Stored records
----

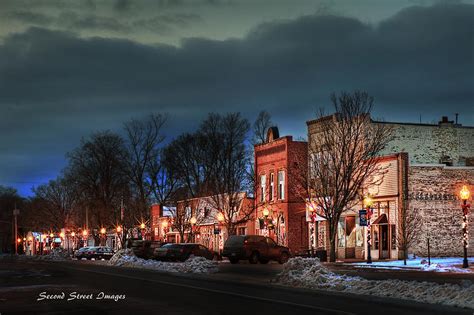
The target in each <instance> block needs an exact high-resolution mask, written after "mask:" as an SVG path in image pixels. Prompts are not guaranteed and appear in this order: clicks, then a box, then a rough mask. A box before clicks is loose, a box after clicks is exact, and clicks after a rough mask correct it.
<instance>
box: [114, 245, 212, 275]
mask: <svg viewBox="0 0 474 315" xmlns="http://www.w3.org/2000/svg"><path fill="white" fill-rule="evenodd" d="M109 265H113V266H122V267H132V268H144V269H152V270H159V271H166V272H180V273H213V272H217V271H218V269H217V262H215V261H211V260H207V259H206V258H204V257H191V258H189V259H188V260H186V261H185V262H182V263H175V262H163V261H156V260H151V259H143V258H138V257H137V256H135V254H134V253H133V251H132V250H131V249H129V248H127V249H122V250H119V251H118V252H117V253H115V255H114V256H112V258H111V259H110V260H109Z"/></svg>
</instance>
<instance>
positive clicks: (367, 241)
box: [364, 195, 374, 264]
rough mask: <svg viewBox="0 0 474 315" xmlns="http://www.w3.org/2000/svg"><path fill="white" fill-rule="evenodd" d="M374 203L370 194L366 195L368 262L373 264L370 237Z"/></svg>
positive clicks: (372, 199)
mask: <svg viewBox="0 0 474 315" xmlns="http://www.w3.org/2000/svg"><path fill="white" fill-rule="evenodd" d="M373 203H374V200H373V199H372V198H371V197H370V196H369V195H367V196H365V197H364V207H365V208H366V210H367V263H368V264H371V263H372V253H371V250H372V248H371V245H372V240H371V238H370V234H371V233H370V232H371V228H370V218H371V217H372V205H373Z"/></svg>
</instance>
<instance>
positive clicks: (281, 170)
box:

----

Task item: Look above for the line that contains "box: [364, 195, 374, 264]". Starting there, transcribe every line exactly until you have copied the line that contains "rough mask: <svg".

Expected output:
box: [364, 195, 374, 264]
rough mask: <svg viewBox="0 0 474 315" xmlns="http://www.w3.org/2000/svg"><path fill="white" fill-rule="evenodd" d="M374 203L370 194L366 195L368 262L373 264L370 237Z"/></svg>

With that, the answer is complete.